▶ _What is needed_
Please put every line of the data below into a JSON list of strings, one string per line, leaving out any blank lines.

▶ _Input material_
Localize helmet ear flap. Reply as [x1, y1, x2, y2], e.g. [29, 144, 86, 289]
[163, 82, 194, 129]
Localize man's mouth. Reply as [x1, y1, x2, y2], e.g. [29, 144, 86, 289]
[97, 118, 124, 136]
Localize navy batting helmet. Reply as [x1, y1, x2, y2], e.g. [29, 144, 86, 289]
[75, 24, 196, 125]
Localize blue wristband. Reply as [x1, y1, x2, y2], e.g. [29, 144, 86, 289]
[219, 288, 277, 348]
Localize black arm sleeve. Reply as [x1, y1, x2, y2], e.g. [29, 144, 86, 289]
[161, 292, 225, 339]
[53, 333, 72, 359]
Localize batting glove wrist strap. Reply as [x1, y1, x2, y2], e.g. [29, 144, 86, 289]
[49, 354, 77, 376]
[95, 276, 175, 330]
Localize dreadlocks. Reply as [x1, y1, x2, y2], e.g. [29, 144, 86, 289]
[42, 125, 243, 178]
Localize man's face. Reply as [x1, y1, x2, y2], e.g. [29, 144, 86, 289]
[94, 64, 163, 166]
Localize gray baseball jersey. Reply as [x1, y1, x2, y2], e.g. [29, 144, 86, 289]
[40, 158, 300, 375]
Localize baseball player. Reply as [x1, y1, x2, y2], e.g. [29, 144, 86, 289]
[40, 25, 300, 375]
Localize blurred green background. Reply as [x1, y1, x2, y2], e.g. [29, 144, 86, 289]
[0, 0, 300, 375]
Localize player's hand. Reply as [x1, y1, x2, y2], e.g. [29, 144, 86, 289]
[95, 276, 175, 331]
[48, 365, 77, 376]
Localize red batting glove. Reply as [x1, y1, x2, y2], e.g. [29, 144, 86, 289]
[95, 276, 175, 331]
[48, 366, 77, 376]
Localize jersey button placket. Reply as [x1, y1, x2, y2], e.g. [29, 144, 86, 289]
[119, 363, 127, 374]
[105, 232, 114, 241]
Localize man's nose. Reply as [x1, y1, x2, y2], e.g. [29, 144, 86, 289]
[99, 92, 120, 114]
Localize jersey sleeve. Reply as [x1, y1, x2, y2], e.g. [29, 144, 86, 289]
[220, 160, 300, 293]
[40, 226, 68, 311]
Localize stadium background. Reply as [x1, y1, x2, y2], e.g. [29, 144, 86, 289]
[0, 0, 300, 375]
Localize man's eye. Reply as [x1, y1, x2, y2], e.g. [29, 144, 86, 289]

▶ _Exercise output_
[
  "Localize helmet ear flap. Reply as [x1, y1, x2, y2], e.g. [29, 144, 86, 289]",
  "[163, 82, 194, 129]",
  "Localize man's mouth. Reply as [x1, y1, x2, y2], e.g. [29, 144, 86, 289]",
  "[97, 118, 124, 136]",
  "Localize navy batting helmet. Reply as [x1, y1, x2, y2], e.g. [29, 144, 86, 289]",
  "[75, 24, 196, 125]",
  "Localize blue wristband. Reply as [x1, y1, x2, y2], e.g. [29, 144, 86, 289]",
  "[219, 288, 277, 348]",
  "Localize black arm sleeve. Reply as [x1, y1, x2, y2], e.g. [29, 144, 86, 289]",
  "[161, 292, 225, 339]",
  "[53, 333, 72, 359]",
  "Localize batting glove wrist strap. Reply as [x1, y1, x2, y2], e.g. [29, 144, 86, 289]",
  "[49, 354, 77, 376]",
  "[95, 276, 175, 330]",
  "Localize dreadlocks. Reply as [x1, y1, x2, y2], e.g. [29, 144, 86, 289]",
  "[42, 125, 243, 178]",
  "Localize man's face. Reply as [x1, y1, x2, y2], e.g. [29, 144, 86, 289]",
  "[94, 64, 163, 166]",
  "Localize gray baseball jersey. Reply as [x1, y1, x2, y2], e.g. [29, 144, 86, 289]",
  "[40, 158, 300, 375]",
  "Localize baseball player. Reply as [x1, y1, x2, y2], e.g. [29, 144, 86, 289]",
  "[40, 25, 300, 375]",
  "Localize blurred green background. Reply as [x1, y1, x2, y2], e.g. [29, 144, 86, 289]",
  "[0, 0, 300, 375]",
  "Localize player's hand. Reply as [x1, y1, x2, y2], e.g. [29, 144, 86, 289]",
  "[95, 276, 175, 331]",
  "[48, 365, 77, 376]",
  "Localize red batting glove. Reply as [x1, y1, x2, y2], e.g. [29, 144, 86, 289]",
  "[95, 276, 175, 331]",
  "[48, 366, 77, 376]",
  "Localize jersey button placket. Reply as [x1, y1, x2, y2], e.g. [29, 144, 86, 289]",
  "[119, 363, 127, 374]",
  "[105, 232, 114, 241]",
  "Localize man's nose. Reply as [x1, y1, x2, y2], e.g. [29, 144, 86, 289]",
  "[99, 92, 120, 114]",
  "Localize jersey sleeve. Reply as [x1, y1, x2, y2], e.g. [29, 144, 86, 289]",
  "[220, 160, 300, 293]",
  "[40, 226, 68, 311]",
  "Localize stadium background. Reply as [x1, y1, x2, y2], e.g. [29, 144, 86, 289]",
  "[0, 0, 300, 375]",
  "Localize man's eye. Reply as [x1, y1, x2, y2], e.g. [29, 144, 86, 289]"
]